● Exercise input:
────────────────

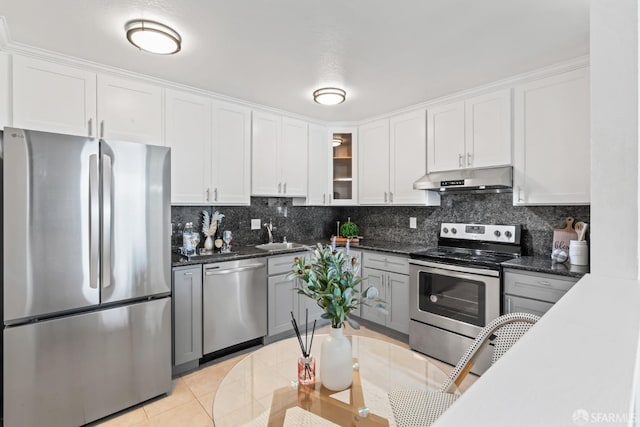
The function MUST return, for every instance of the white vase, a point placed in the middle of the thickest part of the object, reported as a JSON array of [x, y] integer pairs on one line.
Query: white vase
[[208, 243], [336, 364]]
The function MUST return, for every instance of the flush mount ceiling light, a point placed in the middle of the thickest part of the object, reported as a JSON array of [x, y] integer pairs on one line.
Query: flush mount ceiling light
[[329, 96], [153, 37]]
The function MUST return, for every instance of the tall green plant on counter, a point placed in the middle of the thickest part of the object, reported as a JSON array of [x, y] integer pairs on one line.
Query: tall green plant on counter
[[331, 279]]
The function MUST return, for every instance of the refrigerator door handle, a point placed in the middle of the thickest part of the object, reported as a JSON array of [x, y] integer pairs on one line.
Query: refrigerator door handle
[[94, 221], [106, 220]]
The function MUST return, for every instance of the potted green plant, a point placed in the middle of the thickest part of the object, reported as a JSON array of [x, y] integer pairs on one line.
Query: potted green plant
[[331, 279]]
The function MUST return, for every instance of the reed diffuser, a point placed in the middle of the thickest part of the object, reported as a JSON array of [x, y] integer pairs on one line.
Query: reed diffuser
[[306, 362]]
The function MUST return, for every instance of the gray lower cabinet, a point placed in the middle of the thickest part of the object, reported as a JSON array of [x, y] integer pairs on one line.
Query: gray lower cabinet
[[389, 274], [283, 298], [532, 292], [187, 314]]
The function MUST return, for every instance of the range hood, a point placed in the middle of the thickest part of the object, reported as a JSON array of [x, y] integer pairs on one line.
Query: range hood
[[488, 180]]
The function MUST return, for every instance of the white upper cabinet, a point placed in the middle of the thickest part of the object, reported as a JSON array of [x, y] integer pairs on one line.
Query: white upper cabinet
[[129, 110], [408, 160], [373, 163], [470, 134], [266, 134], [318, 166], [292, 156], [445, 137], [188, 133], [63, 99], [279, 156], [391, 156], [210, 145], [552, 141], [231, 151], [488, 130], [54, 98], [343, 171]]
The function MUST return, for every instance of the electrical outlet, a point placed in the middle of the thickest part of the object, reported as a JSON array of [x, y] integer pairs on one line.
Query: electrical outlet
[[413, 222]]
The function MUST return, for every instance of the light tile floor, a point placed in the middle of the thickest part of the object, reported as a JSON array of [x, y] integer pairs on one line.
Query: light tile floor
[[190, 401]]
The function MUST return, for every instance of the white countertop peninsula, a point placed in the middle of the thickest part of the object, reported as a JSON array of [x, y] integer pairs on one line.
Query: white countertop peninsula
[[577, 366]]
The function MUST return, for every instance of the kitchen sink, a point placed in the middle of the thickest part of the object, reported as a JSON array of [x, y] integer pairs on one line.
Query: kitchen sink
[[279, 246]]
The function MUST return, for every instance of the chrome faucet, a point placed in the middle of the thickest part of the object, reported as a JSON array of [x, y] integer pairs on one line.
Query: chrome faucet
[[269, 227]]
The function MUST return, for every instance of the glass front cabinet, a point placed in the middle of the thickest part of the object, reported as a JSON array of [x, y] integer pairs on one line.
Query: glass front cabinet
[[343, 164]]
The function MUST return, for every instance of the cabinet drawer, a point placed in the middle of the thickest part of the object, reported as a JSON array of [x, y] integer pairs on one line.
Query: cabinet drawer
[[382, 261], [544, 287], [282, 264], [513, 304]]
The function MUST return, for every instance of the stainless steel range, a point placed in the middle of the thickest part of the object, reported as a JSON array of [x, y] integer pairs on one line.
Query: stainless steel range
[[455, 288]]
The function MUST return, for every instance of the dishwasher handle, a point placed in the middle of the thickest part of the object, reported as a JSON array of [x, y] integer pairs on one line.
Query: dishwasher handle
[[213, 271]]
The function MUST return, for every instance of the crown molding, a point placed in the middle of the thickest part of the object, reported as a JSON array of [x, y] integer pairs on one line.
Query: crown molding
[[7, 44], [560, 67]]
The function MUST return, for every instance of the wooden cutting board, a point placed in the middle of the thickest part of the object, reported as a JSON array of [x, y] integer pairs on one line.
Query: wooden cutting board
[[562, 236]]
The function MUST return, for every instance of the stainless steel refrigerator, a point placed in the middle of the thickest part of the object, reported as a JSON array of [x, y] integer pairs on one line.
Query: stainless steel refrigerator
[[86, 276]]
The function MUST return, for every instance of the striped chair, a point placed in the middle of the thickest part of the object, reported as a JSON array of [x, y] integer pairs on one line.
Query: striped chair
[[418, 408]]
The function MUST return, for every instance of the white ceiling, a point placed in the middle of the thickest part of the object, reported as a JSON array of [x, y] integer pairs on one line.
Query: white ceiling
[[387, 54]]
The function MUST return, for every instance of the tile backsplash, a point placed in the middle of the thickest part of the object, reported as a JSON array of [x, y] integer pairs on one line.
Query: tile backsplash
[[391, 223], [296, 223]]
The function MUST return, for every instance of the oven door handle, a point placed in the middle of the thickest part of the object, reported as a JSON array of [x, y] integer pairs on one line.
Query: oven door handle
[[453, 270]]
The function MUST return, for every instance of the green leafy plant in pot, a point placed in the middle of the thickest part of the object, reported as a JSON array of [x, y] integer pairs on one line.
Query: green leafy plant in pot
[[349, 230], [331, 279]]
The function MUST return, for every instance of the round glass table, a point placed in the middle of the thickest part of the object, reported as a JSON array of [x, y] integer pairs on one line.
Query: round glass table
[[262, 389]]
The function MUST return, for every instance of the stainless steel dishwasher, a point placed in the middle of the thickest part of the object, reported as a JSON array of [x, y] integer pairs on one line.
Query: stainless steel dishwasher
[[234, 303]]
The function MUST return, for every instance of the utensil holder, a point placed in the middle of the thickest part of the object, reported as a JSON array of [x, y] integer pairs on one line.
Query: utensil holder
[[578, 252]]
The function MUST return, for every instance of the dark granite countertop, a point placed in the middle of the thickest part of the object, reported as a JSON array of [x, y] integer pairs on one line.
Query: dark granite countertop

────────────────

● Written request: Copy the listing above word for word, leaving out the pictures.

● Output below:
The function MUST return, for every instance of the white vase, a point placed in the middle of the thickest part of the object, reported as a JSON array of [x, y] integer pairs on one line.
Query: white vase
[[208, 243], [336, 364]]
The function MUST return, for every instance of the flush mount ceiling light, a point placed in the middle of the thickest part of the object, reported as a JSON array of [x, y] integer pairs on one line.
Query: flush mount ceiling light
[[329, 96], [153, 37]]
The function MUST return, for every instance of the tall green plant on counter, a point placed in the middle of the thickest part of the object, reported as a JSON array of [x, y] integer pairs on one line.
Query: tall green plant on counter
[[331, 279]]
The function MUST return, for every instance of the refrigerator door handle, a point placed in the middle of the thickest part of the object, reported as a JSON array of [x, y] integer pairs on one line.
Query: refrigerator door handle
[[94, 221], [106, 220]]
The function MUST return, for every instance of the potted green plant, a point placed in the middle of the thickest part of the object, reported as a JSON array of [x, y] integer pairs on one line.
Query: potted green plant
[[331, 279]]
The function MUST return, for every instance of the reed diffuser, a point placed in the middle of the thickest part of the object, reported as a JSON array of [x, y] integer pairs on one line.
Query: reed diffuser
[[306, 362]]
The function MUST return, for every instance of the gray lower cabinet, a point placed in the middle of the thickest part of the object, reported as a JSON array of [x, y] integer pairs on one line.
Query: gray lower cabinet
[[389, 274], [283, 298], [532, 292], [187, 314]]
The function MUST return, for every instance of the range hood, a point placed in the middle of the thickest part of the object, reported as a JSON array of [x, y] integer pairs on one line.
Query: range hood
[[488, 180]]
The function MUST return, for every instance of the white upper cabinet, a point placed in the middle of the thickest part of the object, reported as a JSON array of [x, y] integer pairs on one line.
Query: white upper cabinet
[[129, 110], [408, 160], [373, 163], [470, 134], [266, 134], [318, 166], [292, 156], [445, 137], [188, 133], [63, 99], [279, 156], [391, 156], [210, 145], [552, 141], [231, 151], [488, 130], [54, 98], [343, 171]]
The function MUST return, for every instance of the electrical outlet, a point placed in the middle of the thickest part of the object, reported as a JSON array of [x, y] integer pairs on one line.
Query: electrical outlet
[[413, 222]]
The function MUST return, for every instance of the light tile floor, a point placed in the middle of the thickest part of the object, reported as a JSON array of [x, y] integer pairs on one line.
Query: light tile floor
[[190, 401]]
The function MUST return, for every instance of the white countertop peninsula, a point placed in the middle of the thickest part of the object, reported as a JSON array of [x, y] integer pairs on one line.
Query: white countertop peninsula
[[577, 366]]
The function MUST return, for every instance of the kitchen sink, a point placed in the middle of the thickest part of the object, reported as a JSON array of [x, y] integer pairs on one line.
Query: kitchen sink
[[279, 246]]
The function MUST return, for every instance of the chrome faucet, a point placed in the middle of the thickest part of the object, reported as a JSON array of [x, y] integer pairs on one line.
Query: chrome faucet
[[269, 227]]
The function MUST return, for every instance of the glass front cabinet, a point placed in the middle of the thickest part of the object, reported as a JSON array of [x, y] integer pairs on one line.
Query: glass front cabinet
[[343, 164]]
The function MUST return, for every instance of the cabinet drawer, a point placed in the middle of the thickest part of the object, reported as a JSON array of [x, y] integer pairs on one line.
Query: cabinet drawer
[[382, 261], [544, 287], [282, 264], [513, 304]]
The function MUST return, for every instance of the stainless steel range, a point placed in the middle of the thickest part of the object, reported as a JSON array of [x, y] integer pairs on one line.
Query: stainless steel range
[[455, 288]]
The function MUST return, for every instance of the dishwasher handle, a point placed in the middle of the thickest part of the object, reported as a JSON array of [x, y] integer pairs on one line.
Query: dishwasher handle
[[213, 271]]
The function MUST return, for every instance of the crown molding, a point placed in the middle of the thickest part of the object, reported as a JSON array of [x, y] integer pairs on one line.
Query: crown molding
[[7, 44], [560, 67]]
The function MUST return, for every instance of the wooden cutting board, a point placed in the middle of the thickest part of the object, reported as a JSON array of [x, y] integer pairs on one line.
Query: wooden cutting board
[[562, 236]]
The function MUST return, for every instance of the stainless steel refrigerator, a point placed in the middle of the thickest part of the object, reported as a JSON array of [x, y] integer pairs on one line.
Query: stainless steel refrigerator
[[86, 276]]
The function MUST return, for every instance of the striped chair, a point placed in the middle of the thickest part of the object, reported as a JSON array of [x, y] integer pairs on one line.
Query: striped chair
[[418, 408]]
The function MUST return, for every instance of the white ceiling, a point placed in the middle of the thickest part of the object, reported as a JSON array of [x, y] integer pairs on one line.
Query: white ceiling
[[387, 54]]
The function MUST return, for every instance of the tile backsplash, a point placed in the middle of the thickest part of the object, reported as a JSON array of [x, y] integer pairs on one line.
Query: tile backsplash
[[391, 223], [296, 223]]
The function MUST return, for every instance of the oven door handle, a point placed in the middle of the thickest part of the object, reported as a JSON array of [x, y] integer pairs on one line.
Query: oven door handle
[[453, 270]]
The function MUST return, for every instance of the green leafy plant in pot, a point placed in the middle of the thickest part of the object, reported as a JSON array of [x, y] integer pairs on one line.
Query: green leafy plant in pot
[[349, 230], [331, 279]]
The function MUST return, for every instance of the round glass table, a point placed in the middle of the thickest part of the object, reported as a JSON array of [x, y] integer pairs on one line.
Query: round glass table
[[262, 389]]
The function MUST return, for every instance of the stainless steel dishwasher, a point placed in the middle of the thickest part of the object, reported as a JSON array of [x, y] integer pairs on one line.
Query: stainless steel dishwasher
[[234, 303]]
The function MUST return, for every instance of the utensil holder, a point placed in the middle of the thickest part of the object, reported as a JSON array of [x, y] integer pairs on one line.
Query: utensil holder
[[578, 252]]
The function MUST return, for every instance of the dark granite countertop, a point placed in the middle of the thickest part of the object, reported as a JSON array of [x, y] integer pairs on one line.
Query: dark granite countertop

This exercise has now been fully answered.